[Entries for pointing at named objects]
=======

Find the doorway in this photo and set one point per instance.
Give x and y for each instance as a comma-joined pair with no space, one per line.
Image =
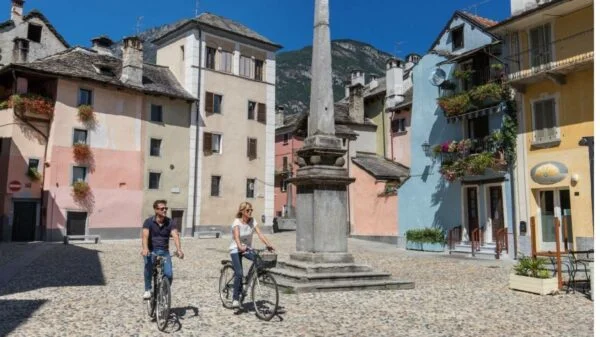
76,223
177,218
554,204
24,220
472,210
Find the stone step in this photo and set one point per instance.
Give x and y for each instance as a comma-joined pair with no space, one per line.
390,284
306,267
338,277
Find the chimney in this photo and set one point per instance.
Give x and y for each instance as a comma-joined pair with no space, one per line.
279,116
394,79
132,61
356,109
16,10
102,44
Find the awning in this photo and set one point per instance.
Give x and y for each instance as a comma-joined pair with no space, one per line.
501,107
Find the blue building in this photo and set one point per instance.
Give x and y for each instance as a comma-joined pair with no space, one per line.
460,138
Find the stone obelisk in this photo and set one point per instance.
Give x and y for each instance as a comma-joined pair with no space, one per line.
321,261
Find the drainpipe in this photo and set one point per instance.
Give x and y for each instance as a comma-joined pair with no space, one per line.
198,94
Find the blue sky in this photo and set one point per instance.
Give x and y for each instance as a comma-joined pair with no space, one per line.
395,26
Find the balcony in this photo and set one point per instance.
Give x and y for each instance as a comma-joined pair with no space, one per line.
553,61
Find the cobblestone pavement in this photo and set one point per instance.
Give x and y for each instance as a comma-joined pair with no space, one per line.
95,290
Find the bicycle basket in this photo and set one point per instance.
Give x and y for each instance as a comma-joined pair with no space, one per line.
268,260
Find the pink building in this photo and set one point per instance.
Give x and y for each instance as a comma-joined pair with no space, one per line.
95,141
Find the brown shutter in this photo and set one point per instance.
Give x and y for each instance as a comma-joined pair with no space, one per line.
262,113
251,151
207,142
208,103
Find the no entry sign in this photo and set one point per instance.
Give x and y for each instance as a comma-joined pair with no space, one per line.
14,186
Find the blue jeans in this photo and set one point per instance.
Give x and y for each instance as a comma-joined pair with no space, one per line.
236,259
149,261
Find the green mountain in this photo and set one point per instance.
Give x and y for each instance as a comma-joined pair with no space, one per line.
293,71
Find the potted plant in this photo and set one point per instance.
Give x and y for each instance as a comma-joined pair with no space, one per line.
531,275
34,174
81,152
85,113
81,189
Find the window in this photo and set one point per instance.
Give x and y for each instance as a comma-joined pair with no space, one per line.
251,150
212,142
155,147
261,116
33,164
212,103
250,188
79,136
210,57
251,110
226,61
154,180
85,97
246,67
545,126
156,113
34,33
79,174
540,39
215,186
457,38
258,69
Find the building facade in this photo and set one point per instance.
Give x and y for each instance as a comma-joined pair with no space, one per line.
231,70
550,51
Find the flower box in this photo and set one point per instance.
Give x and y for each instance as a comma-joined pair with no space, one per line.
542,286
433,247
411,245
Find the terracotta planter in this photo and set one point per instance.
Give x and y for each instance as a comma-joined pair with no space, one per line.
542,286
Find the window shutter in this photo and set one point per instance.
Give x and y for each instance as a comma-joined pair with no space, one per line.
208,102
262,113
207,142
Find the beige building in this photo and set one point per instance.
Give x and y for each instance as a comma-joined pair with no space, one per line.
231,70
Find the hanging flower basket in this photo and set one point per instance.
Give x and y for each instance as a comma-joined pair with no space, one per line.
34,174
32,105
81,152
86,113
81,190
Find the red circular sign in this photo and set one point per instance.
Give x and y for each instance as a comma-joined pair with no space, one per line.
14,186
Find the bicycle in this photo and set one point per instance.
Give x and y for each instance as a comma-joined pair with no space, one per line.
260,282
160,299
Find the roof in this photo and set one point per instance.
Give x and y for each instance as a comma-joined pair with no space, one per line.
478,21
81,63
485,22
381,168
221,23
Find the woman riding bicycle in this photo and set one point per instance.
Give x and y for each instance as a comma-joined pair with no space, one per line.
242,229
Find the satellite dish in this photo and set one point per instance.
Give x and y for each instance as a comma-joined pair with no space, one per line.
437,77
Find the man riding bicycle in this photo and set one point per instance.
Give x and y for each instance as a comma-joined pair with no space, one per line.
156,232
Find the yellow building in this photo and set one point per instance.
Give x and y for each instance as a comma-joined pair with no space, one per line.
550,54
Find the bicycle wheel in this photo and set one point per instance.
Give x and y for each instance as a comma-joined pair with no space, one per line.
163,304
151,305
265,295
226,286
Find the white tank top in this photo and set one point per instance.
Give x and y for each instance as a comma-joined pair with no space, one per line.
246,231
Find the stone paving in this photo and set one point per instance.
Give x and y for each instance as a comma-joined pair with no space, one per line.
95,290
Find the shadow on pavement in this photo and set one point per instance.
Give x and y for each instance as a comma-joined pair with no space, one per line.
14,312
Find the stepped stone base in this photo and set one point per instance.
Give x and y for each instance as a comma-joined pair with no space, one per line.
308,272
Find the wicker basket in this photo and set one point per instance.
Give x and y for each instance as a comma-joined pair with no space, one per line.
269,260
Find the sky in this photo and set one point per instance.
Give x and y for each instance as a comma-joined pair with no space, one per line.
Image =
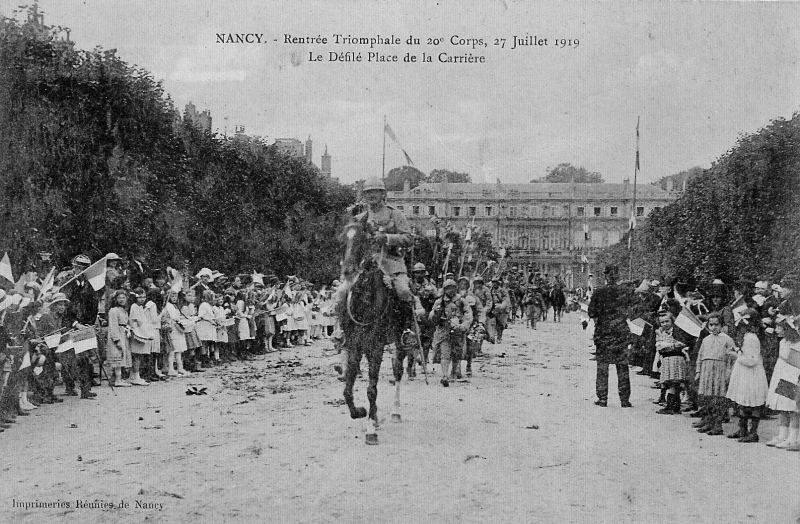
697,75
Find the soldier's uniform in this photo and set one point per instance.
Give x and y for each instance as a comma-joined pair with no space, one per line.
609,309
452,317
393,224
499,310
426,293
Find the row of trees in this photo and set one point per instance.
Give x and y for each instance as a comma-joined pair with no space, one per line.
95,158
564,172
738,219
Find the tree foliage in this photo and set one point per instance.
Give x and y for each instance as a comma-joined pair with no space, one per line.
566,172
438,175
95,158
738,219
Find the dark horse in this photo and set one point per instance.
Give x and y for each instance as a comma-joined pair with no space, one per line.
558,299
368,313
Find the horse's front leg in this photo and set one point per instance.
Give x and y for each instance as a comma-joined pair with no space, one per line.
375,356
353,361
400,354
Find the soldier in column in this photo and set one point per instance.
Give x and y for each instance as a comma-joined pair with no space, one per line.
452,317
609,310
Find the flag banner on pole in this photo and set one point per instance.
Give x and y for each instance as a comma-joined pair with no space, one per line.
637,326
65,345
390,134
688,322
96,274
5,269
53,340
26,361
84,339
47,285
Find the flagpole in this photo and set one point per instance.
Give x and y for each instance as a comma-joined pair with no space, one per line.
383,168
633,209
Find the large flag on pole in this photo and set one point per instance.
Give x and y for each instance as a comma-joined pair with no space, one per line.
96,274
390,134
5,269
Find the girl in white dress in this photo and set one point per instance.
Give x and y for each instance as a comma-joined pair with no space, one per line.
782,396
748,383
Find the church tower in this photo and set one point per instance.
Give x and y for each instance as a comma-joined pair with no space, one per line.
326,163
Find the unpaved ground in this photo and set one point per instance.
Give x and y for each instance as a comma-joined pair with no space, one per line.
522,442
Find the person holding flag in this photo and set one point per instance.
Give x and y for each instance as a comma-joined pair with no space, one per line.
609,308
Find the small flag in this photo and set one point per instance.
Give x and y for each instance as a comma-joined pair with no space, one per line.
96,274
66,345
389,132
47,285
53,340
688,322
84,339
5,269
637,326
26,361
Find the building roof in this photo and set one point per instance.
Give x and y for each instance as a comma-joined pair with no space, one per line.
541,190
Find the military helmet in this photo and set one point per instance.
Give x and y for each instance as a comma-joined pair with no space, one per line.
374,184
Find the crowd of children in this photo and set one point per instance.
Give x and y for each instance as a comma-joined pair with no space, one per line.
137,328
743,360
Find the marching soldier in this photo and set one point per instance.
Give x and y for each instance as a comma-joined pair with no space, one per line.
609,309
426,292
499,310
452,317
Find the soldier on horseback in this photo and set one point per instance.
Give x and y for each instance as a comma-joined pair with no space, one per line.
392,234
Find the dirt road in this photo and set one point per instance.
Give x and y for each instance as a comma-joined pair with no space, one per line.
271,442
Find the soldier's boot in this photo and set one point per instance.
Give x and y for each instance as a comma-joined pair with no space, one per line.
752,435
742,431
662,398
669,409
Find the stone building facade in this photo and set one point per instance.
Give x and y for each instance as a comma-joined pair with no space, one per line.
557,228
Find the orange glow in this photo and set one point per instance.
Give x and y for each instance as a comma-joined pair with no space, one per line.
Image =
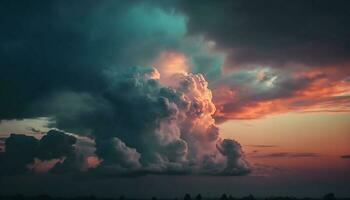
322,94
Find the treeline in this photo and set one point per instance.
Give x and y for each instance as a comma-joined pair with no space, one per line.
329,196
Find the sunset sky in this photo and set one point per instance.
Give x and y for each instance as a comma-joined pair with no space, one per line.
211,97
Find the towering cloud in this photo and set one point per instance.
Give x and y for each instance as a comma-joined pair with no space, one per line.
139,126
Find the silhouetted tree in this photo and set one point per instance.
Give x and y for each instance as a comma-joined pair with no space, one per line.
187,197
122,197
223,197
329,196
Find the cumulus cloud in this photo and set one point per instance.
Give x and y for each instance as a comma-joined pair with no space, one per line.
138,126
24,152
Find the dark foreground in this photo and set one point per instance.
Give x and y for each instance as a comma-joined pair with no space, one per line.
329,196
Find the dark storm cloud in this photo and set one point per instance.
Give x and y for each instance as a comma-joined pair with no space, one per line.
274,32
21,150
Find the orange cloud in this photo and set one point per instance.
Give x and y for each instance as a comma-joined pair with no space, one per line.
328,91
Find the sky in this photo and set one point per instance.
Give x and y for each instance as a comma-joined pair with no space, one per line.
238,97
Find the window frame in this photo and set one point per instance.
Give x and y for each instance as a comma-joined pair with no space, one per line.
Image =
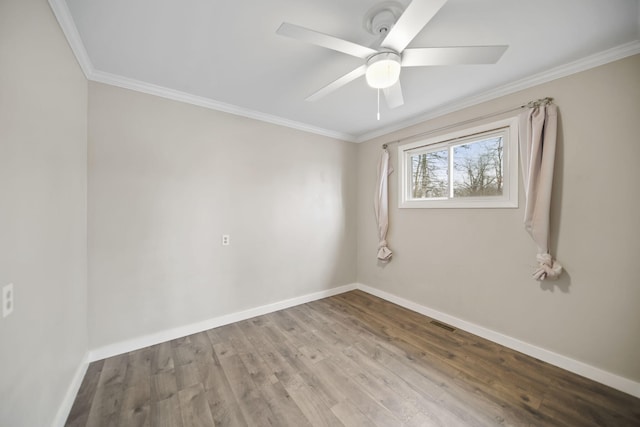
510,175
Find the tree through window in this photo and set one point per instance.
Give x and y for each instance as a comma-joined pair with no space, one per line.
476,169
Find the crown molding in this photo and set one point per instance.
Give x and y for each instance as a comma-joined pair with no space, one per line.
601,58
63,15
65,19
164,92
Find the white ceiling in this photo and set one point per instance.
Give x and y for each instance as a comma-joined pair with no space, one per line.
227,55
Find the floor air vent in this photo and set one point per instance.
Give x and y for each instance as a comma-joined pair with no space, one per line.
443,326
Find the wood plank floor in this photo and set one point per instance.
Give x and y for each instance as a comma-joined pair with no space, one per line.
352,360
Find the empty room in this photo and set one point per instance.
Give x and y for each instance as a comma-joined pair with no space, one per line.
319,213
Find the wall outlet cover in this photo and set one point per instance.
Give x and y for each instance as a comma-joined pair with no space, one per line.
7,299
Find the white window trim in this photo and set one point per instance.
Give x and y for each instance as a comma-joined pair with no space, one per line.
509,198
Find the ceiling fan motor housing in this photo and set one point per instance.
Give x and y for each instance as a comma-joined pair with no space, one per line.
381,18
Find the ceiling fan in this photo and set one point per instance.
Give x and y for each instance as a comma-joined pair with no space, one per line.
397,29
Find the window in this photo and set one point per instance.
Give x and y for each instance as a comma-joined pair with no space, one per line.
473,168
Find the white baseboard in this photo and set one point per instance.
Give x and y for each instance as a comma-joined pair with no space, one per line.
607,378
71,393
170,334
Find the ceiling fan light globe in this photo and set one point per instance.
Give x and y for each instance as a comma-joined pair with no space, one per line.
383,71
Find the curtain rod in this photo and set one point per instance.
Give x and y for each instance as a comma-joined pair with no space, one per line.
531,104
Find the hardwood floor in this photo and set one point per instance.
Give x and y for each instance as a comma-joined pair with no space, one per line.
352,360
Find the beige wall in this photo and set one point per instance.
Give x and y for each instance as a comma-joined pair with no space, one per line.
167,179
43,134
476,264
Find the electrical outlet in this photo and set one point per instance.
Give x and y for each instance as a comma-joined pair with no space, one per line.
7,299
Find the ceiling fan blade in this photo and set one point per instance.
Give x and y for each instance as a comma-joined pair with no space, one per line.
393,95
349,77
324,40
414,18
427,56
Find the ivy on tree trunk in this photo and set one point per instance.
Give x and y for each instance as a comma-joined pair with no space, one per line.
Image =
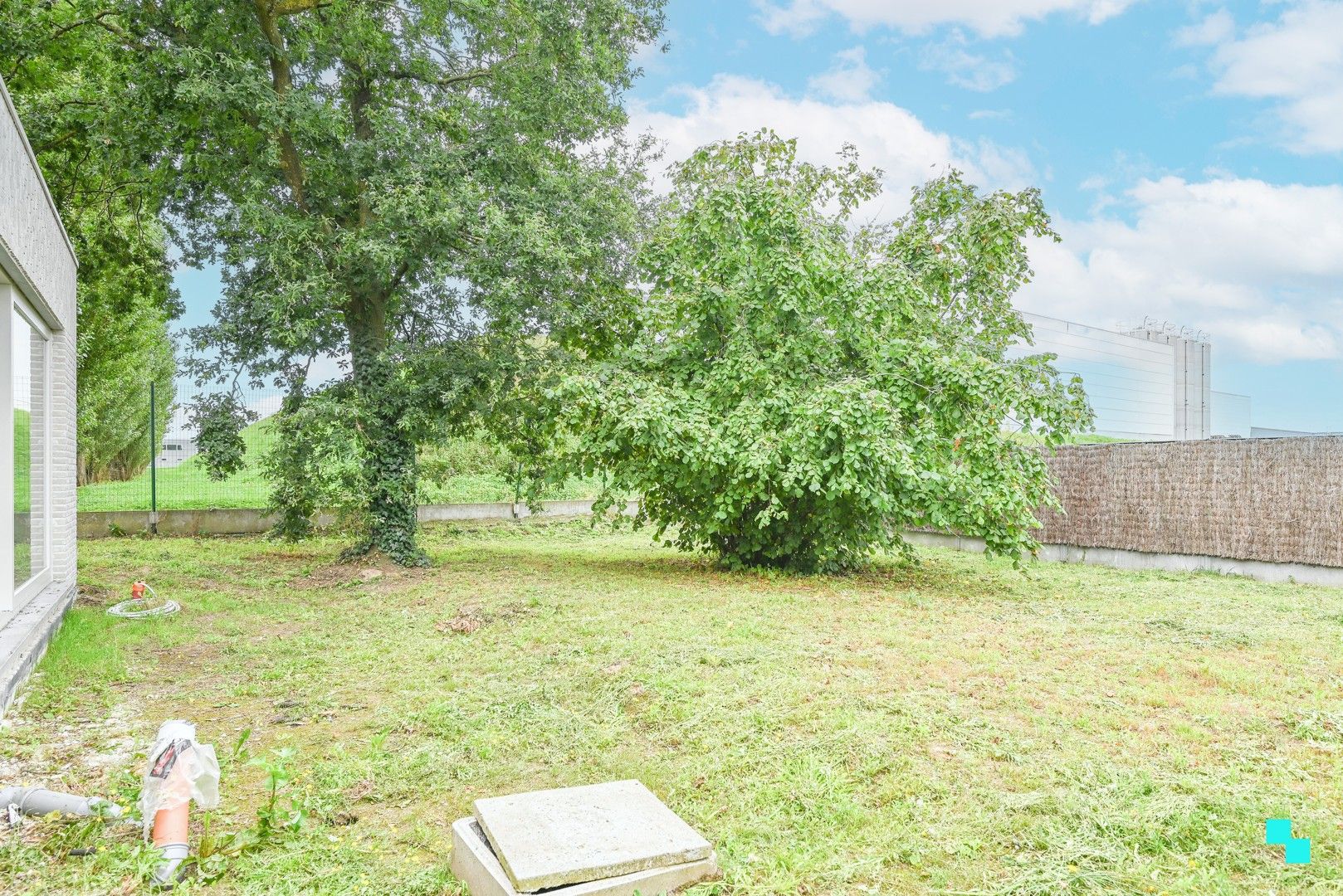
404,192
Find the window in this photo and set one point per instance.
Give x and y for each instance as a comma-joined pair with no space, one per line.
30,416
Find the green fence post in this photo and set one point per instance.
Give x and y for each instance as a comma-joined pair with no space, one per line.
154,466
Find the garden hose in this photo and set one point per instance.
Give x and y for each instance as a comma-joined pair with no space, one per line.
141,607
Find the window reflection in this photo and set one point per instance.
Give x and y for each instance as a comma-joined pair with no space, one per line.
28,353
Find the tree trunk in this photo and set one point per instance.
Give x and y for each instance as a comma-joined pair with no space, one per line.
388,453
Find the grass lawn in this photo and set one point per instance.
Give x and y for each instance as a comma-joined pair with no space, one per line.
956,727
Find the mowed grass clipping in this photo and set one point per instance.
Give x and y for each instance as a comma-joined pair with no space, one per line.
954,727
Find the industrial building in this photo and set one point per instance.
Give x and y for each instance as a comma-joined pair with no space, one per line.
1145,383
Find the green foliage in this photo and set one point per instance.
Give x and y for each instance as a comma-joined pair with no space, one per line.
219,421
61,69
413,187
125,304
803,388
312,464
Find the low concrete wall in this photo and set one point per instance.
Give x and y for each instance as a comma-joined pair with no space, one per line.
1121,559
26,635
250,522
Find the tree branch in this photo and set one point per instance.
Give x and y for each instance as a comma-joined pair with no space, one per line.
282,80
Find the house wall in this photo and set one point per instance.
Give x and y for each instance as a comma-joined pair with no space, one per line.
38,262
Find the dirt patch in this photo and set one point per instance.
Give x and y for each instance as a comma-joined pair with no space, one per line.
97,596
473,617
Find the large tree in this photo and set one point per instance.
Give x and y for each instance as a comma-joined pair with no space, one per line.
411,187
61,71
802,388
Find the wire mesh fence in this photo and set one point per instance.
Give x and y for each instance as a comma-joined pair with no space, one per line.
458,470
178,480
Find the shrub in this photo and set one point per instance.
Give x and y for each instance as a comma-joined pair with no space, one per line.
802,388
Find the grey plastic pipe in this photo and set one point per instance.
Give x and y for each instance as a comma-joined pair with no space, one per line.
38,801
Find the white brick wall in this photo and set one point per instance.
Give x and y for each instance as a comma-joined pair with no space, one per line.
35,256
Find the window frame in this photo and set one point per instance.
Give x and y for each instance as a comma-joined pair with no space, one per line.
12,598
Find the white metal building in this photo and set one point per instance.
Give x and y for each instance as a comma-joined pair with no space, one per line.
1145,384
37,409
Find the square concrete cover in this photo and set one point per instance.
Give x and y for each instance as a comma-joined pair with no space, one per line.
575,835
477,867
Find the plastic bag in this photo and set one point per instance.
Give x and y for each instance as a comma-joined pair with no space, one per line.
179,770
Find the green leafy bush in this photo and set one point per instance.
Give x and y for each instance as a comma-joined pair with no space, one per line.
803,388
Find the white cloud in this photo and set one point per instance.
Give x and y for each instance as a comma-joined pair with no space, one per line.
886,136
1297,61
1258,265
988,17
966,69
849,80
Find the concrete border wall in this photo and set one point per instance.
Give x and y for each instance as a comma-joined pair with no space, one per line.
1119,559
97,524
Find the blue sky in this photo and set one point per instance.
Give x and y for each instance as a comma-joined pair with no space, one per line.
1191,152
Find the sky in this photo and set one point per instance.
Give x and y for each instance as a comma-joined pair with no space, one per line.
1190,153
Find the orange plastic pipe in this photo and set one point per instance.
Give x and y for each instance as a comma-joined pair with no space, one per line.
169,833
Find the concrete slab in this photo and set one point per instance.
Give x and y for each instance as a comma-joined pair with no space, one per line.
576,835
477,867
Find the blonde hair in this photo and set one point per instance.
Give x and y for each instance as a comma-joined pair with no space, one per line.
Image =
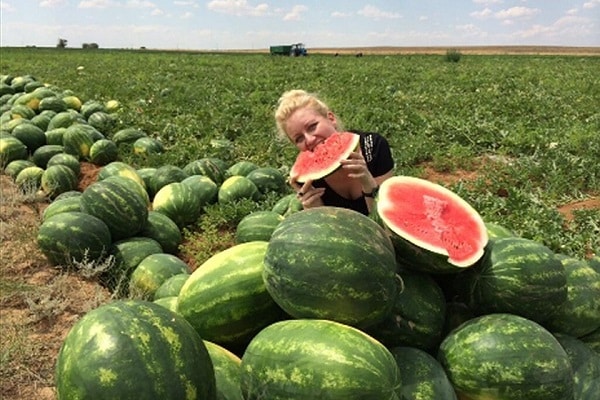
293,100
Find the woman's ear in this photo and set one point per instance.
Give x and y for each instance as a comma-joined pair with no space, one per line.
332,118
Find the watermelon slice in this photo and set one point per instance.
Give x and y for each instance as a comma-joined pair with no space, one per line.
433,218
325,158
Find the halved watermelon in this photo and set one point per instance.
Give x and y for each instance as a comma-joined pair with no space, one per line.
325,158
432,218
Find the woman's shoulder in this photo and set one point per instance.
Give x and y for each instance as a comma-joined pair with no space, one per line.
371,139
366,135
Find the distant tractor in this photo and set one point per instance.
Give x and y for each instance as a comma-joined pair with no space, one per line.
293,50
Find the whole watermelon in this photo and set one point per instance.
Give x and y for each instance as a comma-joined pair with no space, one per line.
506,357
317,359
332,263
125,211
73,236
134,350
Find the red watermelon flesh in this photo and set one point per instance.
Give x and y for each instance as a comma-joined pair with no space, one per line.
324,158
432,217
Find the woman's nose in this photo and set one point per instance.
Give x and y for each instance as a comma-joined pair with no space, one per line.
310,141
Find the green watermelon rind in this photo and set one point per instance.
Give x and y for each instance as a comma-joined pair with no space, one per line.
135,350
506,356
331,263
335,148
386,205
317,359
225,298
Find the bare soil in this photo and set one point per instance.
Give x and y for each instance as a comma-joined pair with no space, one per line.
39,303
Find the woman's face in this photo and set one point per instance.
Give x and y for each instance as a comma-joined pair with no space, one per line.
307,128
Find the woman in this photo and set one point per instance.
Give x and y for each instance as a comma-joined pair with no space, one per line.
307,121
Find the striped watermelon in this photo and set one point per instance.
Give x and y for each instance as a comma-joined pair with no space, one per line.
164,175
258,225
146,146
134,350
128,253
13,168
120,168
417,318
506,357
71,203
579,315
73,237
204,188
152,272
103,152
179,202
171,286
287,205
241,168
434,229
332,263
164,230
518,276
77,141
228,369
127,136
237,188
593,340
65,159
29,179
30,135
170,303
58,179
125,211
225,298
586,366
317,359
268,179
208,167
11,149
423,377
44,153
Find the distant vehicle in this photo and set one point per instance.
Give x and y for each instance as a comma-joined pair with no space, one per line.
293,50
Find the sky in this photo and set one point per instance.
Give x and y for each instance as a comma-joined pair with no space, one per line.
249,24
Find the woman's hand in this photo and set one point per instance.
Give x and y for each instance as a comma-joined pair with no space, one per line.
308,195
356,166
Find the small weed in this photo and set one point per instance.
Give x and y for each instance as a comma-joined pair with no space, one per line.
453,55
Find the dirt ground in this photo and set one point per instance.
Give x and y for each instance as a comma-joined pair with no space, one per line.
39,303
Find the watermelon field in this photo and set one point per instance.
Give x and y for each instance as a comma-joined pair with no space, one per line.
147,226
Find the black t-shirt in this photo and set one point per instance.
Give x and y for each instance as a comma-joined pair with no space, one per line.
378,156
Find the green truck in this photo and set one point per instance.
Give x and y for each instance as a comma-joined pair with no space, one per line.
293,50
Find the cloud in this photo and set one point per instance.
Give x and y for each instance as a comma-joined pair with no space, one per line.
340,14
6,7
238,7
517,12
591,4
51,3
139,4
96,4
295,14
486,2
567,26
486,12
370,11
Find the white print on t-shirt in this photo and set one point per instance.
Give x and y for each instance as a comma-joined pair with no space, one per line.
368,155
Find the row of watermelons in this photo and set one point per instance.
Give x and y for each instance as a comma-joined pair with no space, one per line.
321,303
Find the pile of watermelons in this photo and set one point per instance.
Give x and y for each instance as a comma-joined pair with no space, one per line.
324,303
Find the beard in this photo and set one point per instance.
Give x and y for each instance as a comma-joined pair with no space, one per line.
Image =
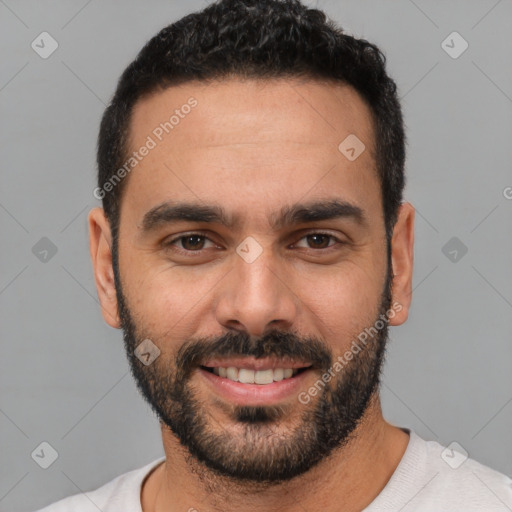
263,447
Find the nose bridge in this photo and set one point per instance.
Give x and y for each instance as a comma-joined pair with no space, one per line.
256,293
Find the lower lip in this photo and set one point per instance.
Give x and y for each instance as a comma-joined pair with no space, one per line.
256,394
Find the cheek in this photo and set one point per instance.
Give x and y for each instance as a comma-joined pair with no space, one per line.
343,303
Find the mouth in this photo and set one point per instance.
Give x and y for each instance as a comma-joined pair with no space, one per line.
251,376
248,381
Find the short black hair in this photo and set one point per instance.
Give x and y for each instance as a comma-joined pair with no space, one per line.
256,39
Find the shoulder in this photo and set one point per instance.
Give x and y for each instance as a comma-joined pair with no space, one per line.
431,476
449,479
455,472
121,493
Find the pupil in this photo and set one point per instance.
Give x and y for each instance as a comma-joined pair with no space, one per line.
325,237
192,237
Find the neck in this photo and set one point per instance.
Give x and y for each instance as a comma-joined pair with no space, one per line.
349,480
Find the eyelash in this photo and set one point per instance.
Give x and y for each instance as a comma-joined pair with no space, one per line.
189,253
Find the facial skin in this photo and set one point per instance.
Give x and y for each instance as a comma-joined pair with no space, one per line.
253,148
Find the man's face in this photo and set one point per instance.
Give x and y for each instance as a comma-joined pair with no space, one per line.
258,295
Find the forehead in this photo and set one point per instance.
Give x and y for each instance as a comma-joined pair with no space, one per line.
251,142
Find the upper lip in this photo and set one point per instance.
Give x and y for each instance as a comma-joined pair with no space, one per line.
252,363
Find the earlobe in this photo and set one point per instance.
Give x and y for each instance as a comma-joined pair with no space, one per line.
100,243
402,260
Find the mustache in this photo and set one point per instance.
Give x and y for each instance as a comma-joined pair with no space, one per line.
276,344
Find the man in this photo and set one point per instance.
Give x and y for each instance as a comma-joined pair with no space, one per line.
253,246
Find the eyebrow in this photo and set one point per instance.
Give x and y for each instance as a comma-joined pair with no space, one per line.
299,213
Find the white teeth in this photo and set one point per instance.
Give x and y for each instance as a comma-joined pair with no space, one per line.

=======

* [Task prompt]: Start at the line containing "Find the man in" and run through the final line of the records above, giving each line as an item in a numbered list and skipping any blank lines.

* [Task solution]:
1. Find the man in this photo and set one point per instance.
2. Give x and y for each instance as a comma-joined pair with no space, one per line.
3. 253,246
4. Find the eyebrow in this photo and set one point per instance.
5. Give x and y for each instance as a comma-joined pair with no space, one per line.
6. 299,213
7. Find the white teeth in this photo and set one point per instance.
8. Give x and y for each instance as a comma-joined pair with no space, one per line.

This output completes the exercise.